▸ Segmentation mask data
--------
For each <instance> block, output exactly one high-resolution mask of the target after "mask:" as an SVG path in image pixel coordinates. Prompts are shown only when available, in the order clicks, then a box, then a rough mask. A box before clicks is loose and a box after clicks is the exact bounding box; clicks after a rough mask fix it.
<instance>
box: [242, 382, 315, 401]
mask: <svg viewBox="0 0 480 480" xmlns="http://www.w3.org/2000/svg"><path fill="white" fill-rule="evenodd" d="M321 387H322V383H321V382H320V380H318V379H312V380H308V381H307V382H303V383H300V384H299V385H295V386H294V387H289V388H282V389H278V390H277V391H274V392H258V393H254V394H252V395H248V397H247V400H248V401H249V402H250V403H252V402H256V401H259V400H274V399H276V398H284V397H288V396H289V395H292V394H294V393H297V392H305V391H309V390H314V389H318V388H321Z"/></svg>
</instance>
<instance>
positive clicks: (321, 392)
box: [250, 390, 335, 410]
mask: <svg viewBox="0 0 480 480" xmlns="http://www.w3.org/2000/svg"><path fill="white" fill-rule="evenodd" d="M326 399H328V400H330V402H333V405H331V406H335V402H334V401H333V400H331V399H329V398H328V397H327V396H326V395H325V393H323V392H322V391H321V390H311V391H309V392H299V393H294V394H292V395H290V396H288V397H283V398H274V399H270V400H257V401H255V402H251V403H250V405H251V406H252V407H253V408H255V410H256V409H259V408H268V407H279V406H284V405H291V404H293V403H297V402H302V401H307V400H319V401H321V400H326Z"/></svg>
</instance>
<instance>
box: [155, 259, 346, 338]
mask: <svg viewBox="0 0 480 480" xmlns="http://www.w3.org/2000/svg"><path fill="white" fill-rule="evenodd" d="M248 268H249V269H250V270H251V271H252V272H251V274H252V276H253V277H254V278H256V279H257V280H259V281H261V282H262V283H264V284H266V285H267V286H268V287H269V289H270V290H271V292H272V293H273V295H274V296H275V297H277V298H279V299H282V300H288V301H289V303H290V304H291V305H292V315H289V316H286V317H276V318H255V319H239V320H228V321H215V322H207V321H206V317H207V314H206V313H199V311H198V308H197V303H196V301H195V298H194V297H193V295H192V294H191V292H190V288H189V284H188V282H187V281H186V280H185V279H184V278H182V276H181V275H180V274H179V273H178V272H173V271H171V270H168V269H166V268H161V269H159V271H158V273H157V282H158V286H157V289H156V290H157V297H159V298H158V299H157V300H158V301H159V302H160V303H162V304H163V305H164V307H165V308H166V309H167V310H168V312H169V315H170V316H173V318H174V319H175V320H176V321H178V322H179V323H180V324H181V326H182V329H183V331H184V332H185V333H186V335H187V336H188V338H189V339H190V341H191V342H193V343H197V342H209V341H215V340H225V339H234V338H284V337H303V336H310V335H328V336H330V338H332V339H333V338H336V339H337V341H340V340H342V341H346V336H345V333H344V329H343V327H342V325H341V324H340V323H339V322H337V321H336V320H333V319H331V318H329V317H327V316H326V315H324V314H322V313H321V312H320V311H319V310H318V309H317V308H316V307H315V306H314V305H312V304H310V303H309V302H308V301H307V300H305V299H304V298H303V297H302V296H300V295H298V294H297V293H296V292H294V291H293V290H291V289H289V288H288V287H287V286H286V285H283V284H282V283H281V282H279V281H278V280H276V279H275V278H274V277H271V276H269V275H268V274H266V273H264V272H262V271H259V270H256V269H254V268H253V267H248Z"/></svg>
--------
▸ Exercise
Copy each line above that has the word "clicks".

▸ Written solution
For each <instance> block, output exactly one high-resolution mask of the target after "mask:" as an SVG path in image pixel coordinates. Prompts are shown only when available, in the order clicks, then a box, then a rough mask. A box before clicks is loose and a box after clicks is the exact bounding box; clicks after a rough mask fix it.
positive clicks: (321, 392)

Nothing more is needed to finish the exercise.